*** DATA SUPPLIED ***

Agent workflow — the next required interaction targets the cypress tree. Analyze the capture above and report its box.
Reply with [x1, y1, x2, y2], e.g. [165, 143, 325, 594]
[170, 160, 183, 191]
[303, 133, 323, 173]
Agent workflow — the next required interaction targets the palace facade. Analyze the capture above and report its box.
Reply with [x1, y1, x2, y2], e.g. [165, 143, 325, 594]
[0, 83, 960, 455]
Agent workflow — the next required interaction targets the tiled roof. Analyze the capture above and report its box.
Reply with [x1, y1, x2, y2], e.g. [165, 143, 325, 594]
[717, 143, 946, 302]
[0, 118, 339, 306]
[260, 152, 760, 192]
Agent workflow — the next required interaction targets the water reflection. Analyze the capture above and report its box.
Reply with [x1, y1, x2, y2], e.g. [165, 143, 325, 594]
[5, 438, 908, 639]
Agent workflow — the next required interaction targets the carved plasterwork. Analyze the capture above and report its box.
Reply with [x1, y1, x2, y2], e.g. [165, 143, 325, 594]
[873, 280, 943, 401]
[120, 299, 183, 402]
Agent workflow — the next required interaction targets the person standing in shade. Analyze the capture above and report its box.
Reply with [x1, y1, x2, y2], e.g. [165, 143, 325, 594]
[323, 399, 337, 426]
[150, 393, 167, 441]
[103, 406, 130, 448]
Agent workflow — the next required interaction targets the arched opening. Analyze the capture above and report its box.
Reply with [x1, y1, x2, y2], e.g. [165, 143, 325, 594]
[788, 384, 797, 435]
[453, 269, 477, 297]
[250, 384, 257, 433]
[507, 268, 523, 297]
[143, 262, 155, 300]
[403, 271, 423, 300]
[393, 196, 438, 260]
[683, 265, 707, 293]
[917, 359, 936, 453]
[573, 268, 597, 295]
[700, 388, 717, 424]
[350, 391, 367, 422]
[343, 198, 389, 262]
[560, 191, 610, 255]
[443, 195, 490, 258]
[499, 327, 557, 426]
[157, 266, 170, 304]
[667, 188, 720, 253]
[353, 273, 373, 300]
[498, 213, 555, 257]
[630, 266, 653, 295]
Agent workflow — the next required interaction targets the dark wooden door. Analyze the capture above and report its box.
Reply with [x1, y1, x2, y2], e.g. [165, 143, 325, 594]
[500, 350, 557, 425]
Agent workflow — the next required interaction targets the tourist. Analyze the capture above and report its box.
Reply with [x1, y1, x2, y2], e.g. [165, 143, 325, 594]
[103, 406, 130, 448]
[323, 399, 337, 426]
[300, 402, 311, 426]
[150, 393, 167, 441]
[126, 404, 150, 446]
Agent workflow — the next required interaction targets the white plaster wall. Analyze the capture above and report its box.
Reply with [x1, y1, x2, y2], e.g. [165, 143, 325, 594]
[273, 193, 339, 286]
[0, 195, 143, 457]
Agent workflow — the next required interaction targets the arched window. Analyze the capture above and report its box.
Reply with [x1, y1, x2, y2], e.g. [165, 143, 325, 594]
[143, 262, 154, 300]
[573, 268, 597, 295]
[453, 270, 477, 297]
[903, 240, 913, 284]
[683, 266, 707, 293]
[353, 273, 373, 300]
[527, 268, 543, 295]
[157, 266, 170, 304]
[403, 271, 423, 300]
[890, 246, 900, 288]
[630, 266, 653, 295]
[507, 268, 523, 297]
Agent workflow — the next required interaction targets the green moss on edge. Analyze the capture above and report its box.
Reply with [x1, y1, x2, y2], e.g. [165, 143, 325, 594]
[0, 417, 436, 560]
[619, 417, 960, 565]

***

Copy out the data word for word, from the line that contains "Agent workflow — the next required interaction targets the green" through the end of the data.

Agent workflow — the next required interaction targets the green moss on edge. Analyze the capture above and report its box.
Reply with [x1, y1, x2, y2], e.g. [165, 143, 325, 594]
[0, 417, 436, 560]
[619, 417, 960, 565]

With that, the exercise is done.